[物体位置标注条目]

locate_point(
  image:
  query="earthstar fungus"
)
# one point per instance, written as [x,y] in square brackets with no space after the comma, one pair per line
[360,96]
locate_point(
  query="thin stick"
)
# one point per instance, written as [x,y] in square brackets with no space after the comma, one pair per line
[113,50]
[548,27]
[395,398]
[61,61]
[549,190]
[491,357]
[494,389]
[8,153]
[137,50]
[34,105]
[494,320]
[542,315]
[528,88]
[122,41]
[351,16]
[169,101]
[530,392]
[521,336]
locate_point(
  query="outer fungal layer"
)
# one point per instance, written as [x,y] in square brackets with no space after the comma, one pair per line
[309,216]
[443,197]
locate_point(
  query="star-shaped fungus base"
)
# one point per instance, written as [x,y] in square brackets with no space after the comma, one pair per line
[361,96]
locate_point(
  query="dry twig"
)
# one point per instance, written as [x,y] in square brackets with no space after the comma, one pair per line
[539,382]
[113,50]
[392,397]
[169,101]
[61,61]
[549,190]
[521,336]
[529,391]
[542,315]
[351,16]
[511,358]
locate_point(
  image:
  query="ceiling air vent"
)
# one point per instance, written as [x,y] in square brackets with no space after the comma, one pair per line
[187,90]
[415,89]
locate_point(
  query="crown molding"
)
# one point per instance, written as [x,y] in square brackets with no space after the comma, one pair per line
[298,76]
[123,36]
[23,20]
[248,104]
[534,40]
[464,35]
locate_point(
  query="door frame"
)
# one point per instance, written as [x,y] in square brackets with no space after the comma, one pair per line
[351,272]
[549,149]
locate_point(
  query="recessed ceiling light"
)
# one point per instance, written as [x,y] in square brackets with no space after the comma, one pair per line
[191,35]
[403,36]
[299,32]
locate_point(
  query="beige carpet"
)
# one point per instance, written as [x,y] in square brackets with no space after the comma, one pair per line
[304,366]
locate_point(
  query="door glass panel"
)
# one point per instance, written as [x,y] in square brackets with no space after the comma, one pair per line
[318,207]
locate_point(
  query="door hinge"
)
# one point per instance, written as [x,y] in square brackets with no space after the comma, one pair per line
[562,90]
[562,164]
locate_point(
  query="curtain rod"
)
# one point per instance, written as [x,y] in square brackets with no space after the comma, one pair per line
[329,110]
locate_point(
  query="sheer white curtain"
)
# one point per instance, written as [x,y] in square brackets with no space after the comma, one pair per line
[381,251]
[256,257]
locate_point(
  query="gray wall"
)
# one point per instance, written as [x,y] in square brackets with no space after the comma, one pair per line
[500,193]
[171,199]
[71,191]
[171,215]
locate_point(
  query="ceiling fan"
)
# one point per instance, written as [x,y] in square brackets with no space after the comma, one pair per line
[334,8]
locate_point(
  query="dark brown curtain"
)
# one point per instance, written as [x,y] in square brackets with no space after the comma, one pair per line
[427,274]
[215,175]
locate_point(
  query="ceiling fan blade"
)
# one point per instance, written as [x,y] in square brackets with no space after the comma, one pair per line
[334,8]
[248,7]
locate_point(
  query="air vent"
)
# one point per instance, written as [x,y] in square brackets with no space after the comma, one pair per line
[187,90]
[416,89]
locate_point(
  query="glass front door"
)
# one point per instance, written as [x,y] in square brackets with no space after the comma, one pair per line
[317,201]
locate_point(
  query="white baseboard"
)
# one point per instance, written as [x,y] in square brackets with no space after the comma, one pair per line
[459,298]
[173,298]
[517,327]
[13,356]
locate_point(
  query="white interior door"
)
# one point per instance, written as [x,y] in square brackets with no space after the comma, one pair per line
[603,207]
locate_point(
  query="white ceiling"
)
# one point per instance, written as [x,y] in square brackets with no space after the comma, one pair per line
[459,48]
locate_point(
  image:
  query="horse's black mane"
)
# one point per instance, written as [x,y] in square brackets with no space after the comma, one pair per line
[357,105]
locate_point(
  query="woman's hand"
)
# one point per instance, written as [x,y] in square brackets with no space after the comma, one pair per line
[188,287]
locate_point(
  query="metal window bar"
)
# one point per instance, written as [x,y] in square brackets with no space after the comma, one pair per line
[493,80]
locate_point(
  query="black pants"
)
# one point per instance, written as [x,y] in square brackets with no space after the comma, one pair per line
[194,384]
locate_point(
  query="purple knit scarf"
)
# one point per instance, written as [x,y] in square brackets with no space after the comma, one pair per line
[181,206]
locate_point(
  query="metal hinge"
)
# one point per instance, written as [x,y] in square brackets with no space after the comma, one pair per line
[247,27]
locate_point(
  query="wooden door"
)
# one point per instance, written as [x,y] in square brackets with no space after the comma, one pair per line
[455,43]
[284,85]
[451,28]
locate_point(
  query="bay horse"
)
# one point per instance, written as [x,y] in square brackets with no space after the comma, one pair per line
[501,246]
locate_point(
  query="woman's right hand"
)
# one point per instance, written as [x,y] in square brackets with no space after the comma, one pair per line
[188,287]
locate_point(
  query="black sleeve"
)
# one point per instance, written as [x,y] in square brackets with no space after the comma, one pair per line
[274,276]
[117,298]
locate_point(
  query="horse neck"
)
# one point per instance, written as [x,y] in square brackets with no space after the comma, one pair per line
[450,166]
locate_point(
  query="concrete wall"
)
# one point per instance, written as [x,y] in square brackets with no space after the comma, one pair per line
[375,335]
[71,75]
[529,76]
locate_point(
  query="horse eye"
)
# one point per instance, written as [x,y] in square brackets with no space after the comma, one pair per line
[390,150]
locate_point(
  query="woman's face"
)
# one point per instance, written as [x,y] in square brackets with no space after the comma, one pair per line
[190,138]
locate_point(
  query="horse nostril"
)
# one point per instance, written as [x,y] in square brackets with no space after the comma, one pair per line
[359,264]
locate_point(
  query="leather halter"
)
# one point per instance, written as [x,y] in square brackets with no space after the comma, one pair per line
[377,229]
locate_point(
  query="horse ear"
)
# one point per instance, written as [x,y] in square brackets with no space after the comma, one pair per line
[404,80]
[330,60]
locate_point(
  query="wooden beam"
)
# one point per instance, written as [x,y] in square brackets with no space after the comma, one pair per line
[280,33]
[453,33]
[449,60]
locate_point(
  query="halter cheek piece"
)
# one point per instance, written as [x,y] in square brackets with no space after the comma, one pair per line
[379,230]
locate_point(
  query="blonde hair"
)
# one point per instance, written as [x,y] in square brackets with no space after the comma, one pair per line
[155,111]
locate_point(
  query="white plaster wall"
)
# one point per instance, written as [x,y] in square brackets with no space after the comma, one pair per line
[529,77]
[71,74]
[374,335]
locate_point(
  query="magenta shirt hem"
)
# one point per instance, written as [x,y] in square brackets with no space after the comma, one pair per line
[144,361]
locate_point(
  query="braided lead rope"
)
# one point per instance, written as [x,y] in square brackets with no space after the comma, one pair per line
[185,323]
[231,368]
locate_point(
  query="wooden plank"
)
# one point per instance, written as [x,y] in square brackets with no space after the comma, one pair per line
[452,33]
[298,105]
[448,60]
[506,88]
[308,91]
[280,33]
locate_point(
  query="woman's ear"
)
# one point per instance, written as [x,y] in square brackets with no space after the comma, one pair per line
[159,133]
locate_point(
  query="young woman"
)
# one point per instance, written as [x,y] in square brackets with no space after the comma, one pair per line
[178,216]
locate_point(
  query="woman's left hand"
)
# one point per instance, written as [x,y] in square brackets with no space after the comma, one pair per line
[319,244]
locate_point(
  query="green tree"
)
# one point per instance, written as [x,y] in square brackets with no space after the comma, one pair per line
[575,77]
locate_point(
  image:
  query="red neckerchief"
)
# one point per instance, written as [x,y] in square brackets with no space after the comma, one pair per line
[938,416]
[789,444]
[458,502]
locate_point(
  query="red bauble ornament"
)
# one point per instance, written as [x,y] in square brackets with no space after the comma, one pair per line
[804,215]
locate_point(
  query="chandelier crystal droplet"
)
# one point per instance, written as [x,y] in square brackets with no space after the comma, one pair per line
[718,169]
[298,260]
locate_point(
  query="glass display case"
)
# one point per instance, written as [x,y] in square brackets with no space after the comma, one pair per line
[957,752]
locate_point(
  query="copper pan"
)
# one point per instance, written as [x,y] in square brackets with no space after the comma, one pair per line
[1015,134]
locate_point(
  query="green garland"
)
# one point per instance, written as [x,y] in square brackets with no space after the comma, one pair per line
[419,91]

任务目标. 请列出上面记录中所有含有字符串“metal”的行，逐行完整抄录。

练习结果.
  query="metal window bar"
  query="metal hinge"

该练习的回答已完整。